Object point labels
-=-=-=-=-

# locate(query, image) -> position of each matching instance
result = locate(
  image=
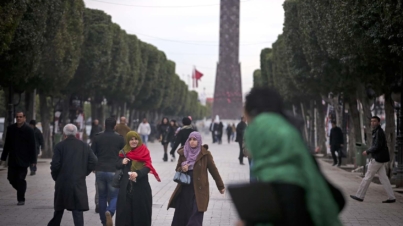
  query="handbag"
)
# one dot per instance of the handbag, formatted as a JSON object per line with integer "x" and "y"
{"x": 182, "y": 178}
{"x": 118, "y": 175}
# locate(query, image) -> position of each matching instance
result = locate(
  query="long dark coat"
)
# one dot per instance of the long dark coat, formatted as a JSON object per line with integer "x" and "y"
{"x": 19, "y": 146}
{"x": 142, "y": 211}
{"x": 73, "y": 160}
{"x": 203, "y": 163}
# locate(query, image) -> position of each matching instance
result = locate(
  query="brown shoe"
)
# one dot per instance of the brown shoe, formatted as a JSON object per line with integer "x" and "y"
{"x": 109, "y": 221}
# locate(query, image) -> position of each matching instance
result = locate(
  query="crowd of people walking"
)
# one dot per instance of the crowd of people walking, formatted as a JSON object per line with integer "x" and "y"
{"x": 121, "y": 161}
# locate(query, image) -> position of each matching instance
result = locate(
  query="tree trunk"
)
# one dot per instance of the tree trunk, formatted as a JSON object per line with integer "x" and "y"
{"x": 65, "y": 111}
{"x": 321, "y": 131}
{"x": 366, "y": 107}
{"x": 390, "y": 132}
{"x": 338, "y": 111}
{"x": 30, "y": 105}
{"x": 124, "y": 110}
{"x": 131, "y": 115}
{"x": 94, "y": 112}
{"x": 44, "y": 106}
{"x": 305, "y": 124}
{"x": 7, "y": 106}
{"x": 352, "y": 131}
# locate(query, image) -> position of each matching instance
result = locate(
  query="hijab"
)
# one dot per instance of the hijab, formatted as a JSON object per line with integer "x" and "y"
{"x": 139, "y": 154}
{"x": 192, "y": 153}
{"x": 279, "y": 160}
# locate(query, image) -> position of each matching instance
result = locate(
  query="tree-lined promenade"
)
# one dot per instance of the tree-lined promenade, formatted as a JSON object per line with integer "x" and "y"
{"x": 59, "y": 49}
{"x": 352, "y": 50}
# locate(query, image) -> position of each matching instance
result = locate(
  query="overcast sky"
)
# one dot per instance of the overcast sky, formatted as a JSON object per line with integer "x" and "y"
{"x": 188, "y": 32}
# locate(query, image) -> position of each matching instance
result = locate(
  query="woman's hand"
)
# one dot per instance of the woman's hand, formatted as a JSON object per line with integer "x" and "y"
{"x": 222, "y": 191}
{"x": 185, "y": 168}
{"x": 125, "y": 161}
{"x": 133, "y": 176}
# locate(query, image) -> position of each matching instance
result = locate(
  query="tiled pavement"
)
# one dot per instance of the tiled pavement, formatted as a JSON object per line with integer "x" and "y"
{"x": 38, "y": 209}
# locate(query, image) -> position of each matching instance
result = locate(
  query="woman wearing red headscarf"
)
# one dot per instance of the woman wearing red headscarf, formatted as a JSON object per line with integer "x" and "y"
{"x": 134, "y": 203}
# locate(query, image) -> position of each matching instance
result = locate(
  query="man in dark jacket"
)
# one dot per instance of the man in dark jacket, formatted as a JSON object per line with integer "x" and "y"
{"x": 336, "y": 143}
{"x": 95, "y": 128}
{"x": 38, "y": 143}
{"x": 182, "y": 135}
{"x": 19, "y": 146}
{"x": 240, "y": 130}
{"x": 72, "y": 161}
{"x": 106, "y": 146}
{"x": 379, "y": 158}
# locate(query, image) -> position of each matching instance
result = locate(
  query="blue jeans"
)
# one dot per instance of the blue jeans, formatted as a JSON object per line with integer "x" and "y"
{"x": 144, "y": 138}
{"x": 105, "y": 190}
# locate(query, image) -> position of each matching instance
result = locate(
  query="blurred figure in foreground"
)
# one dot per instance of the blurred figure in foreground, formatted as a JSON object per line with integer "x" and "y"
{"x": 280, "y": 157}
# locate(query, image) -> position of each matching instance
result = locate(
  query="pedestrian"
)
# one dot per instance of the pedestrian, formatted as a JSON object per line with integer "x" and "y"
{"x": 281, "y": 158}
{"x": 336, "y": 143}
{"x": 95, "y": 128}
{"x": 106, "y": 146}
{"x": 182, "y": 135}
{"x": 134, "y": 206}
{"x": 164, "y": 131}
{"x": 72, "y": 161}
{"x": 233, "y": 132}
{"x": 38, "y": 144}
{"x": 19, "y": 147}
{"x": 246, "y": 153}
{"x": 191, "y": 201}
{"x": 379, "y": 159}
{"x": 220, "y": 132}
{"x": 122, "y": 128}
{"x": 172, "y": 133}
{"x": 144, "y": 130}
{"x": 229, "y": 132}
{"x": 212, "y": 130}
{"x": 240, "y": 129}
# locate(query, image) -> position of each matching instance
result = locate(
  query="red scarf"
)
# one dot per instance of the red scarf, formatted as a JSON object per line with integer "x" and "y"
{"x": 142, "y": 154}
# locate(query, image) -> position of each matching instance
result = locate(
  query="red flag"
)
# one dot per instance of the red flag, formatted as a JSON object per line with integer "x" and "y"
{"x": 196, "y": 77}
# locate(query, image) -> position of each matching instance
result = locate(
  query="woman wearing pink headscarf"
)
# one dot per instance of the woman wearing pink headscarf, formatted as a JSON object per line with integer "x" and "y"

-=-=-=-=-

List every line of the material that contains the string "shoe".

RESULT
  query="brown shoe"
# one dot per instance of the brown shoe, formatted as a JSON object per line with integer "x" and "y"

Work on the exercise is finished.